[BEGIN READING PASSAGE]
Am 21.03.2009 um 11:13 schrieb an00na:
The Emacs that I've so compiled supports jpeg and png out of box, even though the configure complaints that Emacs is not using -ljpeg or -lpng.
Right! This is support from the OS (with Mail or Preview you can see PNG, JPEG, JPEG-2000, TIFF, GIF ...), and so it's not listed. Invoke for example
otool -L <path to sources>/nextstep/Emacs.app/Contents/MacOS/Emacs #(with optional | sort)
It gives for me:
/System/Library/Frameworks/AppKit.framework/Versions/C/AppKit (compatibility version 45.0.0, current version 824.48.0)
/opt/local/lib/libcairo.2.dylib (compatibility version 10803.0.0, current version 10803.6.0)
/opt/local/lib/libdbus-1.3.dylib (compatibility version 8.0.0, current version 8.0.0)
/opt/local/lib/libgdk_pixbuf-2.0.0.dylib (compatibility version 1401.0.0, current version 1401.7.0)
/opt/local/lib/libglib-2.0.0.dylib (compatibility version 1801.0.0, current version 1801.3.0)
/opt/local/lib/libgmodule-2.0.0.dylib (compatibility version 1801.0.0, current version 1801.3.0)
/opt/local/lib/libgobject-2.0.0.dylib (compatibility version 1801.0.0, current version 1801.3.0)
/opt/local/lib/libintl.8.dylib (compatibility version 9.0.0, current version 9.2.0)
/opt/local/lib/libncurses.5.dylib (compatibility version 5.0.0, current version 5.0.0)
/opt/local/lib/librsvg-2.2.dylib (compatibility version 25.0.0, current version 25.3.0)
/usr/lib/libSystem.B.dylib (compatibility version 1.0.0, current version 88.1.12)
/usr/lib/libgcc_s.1.dylib (compatibility version 1.0.0, current version 1.0.0)
You can also try to view graphics files of different types to find out what already is supported – or check the variable image-types (svg png gif tiff jpeg xpm xbm pbm). In GNU Emacs 23 you're able to see a lot of formats displayed directly. If you see some binary garbage in the buffer, then C-c C-c will convert it to a picture (watch both times the mode-line) – and back!
[END READING PASSAGE]
[BEGIN SUPPLIED INFORMATION]
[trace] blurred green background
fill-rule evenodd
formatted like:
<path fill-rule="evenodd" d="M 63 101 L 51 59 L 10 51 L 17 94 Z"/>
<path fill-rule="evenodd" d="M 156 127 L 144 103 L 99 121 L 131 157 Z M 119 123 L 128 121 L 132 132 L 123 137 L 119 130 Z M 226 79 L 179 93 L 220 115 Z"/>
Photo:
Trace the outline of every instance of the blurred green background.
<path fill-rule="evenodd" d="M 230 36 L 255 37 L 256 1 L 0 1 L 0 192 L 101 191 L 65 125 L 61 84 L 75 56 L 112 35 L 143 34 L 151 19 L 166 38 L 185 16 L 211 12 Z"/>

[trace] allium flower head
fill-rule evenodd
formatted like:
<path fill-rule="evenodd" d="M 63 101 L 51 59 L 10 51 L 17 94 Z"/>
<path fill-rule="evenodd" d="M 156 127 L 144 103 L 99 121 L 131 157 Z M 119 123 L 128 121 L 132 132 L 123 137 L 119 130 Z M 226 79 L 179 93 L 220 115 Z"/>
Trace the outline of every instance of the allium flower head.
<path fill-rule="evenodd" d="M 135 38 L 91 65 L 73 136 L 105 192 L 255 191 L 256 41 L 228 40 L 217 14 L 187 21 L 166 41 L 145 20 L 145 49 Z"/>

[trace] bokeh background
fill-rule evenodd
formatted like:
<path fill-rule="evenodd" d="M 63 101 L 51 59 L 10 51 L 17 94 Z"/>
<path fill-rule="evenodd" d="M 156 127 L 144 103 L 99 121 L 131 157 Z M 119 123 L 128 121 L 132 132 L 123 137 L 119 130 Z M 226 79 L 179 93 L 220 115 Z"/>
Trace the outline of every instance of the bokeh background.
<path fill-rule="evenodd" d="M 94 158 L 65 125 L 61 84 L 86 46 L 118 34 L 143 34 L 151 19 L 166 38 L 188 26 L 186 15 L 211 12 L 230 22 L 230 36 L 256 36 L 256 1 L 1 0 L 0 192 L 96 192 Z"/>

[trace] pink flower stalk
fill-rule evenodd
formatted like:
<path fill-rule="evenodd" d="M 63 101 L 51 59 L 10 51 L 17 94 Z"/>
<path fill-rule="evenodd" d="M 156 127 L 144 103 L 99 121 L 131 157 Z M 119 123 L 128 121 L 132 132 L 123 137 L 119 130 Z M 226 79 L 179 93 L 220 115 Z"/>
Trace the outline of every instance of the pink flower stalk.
[END SUPPLIED INFORMATION]
▶ _PROBLEMS TO WORK ON_:
1/ According to the Emacs message, why are JPEG and PNG not listed by the configure step even though the compiled Emacs displays them? Answer in one to three sentences.
2/ From the Emacs message, set down the passage that begins at the words "Am 21.03.2009 um" and ends after "current version 1401.7.0)".
3/ Name every image type that the Emacs message gives as a value of the variable image-types.
The rows are separate material and are not part of the Emacs message.

▶ _EXERCISE SOLUTIONS_:
1/ The support for these formats comes from the operating system itself, the same support that lets Mail or Preview show PNG, JPEG, TIFF, GIF and other types. Because of that, it is not listed.

2/
Am 21.03.2009 um 11:13 schrieb an00na:
The Emacs that I've so compiled supports jpeg and png out of box, even though the configure complaints that Emacs is not using -ljpeg or -lpng.
Right! This is support from the OS (with Mail or Preview you can see PNG, JPEG, JPEG-2000, TIFF, GIF ...), and so it's not listed. Invoke for example
otool -L <path to sources>/nextstep/Emacs.app/Contents/MacOS/Emacs #(with optional | sort)
It gives for me:
/System/Library/Frameworks/AppKit.framework/Versions/C/AppKit (compatibility version 45.0.0, current version 824.48.0)
/opt/local/lib/libcairo.2.dylib (compatibility version 10803.0.0, current version 10803.6.0)
/opt/local/lib/libdbus-1.3.dylib (compatibility version 8.0.0, current version 8.0.0)
/opt/local/lib/libgdk_pixbuf-2.0.0.dylib (compatibility version 1401.0.0, current version 1401.7.0)

3/ svg, png, gif, tiff, jpeg, xpm, xbm, pbm